Activity: Find the lines below that contain the string "around". Copy each one.

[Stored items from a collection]
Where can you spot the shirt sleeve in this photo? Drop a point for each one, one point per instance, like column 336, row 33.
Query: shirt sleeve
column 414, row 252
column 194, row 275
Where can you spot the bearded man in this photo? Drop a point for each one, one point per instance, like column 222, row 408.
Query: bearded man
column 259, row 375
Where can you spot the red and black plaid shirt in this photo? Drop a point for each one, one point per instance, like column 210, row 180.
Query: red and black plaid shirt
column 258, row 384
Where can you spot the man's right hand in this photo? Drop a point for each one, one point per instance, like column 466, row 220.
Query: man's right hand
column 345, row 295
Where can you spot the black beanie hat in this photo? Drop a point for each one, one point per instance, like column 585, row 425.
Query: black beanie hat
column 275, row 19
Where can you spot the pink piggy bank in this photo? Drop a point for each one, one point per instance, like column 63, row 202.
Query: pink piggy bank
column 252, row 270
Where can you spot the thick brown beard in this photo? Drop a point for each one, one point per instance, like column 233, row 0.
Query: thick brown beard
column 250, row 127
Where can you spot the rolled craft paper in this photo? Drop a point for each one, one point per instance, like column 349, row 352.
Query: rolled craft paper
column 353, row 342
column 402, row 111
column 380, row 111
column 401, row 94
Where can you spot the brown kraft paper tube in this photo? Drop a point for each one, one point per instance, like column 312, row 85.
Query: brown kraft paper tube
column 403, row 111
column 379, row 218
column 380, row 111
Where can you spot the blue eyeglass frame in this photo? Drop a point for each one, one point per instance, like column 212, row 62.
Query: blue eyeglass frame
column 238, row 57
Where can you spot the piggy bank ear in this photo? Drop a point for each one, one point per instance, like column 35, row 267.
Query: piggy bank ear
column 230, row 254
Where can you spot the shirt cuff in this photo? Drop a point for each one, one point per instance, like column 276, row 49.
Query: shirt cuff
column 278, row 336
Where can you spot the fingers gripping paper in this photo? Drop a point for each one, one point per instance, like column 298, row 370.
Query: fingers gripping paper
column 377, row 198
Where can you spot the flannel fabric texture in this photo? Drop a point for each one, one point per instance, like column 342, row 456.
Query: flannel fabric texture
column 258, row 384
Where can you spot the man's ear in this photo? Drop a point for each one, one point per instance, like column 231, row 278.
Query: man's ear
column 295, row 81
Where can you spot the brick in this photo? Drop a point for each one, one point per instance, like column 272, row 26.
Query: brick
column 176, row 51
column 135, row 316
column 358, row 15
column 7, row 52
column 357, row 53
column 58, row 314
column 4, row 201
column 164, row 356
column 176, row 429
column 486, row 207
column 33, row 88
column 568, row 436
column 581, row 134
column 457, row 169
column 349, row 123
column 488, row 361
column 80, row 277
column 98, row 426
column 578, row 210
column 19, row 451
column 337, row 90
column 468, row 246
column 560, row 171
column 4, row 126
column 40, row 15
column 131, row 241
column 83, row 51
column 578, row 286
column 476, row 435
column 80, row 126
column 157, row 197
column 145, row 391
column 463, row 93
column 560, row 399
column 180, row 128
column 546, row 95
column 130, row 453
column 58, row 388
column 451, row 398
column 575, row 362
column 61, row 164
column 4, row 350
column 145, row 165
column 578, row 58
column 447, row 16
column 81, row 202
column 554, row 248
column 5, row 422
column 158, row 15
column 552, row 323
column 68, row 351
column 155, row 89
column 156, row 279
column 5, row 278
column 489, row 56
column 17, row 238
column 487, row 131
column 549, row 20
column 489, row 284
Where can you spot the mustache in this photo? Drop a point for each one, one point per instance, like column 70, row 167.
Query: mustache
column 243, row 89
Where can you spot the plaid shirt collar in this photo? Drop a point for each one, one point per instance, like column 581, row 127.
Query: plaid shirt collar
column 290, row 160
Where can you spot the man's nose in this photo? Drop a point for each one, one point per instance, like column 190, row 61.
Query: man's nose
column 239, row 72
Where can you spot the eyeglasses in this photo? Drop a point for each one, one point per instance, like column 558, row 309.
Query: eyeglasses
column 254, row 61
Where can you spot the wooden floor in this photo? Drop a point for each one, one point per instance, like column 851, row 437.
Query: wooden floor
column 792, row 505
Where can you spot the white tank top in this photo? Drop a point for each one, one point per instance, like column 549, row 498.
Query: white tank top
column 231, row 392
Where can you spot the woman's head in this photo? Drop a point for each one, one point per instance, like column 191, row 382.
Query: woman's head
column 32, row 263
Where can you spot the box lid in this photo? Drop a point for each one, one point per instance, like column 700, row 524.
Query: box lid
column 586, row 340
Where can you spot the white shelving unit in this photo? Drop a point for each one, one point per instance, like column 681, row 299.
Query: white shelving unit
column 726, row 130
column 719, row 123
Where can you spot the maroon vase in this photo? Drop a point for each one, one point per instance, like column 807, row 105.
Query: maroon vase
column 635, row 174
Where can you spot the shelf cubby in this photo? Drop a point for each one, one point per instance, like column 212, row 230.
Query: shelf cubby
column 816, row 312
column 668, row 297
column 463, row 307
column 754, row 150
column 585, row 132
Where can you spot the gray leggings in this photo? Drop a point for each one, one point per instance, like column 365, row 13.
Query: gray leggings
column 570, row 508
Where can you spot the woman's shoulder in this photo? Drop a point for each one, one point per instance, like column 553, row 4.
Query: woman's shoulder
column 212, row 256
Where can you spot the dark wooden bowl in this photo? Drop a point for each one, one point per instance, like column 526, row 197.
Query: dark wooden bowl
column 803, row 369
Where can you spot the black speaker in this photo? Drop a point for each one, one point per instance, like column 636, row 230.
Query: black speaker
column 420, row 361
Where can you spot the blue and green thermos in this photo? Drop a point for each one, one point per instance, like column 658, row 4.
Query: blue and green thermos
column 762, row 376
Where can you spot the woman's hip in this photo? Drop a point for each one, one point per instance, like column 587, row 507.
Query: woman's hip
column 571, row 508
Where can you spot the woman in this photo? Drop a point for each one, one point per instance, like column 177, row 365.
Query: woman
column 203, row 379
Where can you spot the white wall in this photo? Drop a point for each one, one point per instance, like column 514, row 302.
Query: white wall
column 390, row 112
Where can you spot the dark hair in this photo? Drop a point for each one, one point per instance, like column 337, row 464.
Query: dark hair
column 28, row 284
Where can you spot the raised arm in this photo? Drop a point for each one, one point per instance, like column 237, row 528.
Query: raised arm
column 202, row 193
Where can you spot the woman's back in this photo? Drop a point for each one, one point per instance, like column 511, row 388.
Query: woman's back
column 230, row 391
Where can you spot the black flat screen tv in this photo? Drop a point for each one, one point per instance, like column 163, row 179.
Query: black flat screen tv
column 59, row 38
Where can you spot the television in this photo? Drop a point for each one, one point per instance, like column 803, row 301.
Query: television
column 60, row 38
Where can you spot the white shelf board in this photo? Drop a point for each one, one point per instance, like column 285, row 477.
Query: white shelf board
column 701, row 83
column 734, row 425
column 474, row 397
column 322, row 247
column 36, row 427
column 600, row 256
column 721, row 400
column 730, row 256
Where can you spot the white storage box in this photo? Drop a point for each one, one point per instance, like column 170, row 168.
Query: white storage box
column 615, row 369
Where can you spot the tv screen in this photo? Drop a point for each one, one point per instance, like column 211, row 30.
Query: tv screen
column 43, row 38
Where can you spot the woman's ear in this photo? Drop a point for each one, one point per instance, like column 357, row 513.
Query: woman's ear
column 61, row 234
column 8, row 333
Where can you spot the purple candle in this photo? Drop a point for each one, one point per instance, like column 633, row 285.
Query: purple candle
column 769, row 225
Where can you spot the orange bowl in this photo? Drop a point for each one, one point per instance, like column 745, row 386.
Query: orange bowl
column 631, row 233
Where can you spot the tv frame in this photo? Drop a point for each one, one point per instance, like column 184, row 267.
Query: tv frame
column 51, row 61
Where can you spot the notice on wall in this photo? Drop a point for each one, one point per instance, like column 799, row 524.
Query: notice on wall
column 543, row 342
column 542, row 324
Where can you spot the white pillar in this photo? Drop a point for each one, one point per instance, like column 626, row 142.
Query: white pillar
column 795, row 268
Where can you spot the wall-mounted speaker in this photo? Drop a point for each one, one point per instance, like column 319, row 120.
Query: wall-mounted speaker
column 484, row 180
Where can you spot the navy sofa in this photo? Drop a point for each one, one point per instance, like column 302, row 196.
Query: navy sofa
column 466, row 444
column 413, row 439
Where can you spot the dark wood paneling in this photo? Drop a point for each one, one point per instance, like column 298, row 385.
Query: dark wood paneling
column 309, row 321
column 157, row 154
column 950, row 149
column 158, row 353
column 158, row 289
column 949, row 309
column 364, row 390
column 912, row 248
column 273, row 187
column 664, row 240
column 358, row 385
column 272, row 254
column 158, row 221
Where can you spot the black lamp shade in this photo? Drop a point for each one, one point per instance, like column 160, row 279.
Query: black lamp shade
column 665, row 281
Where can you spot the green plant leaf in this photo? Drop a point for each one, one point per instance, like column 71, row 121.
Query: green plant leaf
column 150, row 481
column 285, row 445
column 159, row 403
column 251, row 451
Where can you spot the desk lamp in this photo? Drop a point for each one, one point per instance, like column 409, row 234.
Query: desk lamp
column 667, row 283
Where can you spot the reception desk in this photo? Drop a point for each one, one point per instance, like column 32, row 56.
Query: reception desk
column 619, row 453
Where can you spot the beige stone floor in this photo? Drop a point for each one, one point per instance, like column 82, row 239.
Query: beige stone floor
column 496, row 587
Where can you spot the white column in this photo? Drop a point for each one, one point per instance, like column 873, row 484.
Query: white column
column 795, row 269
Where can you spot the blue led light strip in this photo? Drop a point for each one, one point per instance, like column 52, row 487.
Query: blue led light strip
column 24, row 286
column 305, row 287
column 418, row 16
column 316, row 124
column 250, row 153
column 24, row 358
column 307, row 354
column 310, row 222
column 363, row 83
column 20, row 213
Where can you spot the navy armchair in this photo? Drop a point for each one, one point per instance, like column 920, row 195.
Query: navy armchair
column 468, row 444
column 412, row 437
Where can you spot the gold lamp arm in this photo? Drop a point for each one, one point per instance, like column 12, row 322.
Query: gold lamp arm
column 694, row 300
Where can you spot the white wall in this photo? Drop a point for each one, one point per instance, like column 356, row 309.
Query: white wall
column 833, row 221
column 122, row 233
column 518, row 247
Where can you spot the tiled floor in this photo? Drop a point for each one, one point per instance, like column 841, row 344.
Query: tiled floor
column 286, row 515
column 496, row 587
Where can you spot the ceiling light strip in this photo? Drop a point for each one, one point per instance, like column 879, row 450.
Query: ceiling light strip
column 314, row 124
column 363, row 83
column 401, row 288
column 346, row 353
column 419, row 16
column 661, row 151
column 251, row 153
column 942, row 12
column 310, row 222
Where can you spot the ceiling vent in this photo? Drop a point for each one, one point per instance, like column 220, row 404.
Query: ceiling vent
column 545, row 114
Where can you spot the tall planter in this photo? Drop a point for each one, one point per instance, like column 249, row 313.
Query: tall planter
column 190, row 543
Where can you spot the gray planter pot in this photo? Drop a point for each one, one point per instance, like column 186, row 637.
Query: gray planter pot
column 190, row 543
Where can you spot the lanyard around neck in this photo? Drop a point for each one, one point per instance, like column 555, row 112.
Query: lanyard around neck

Exercise solution:
Where can you spot the lanyard around neck in this photo? Drop a point for each one, one point per instance, like column 555, row 112.
Query: lanyard around neck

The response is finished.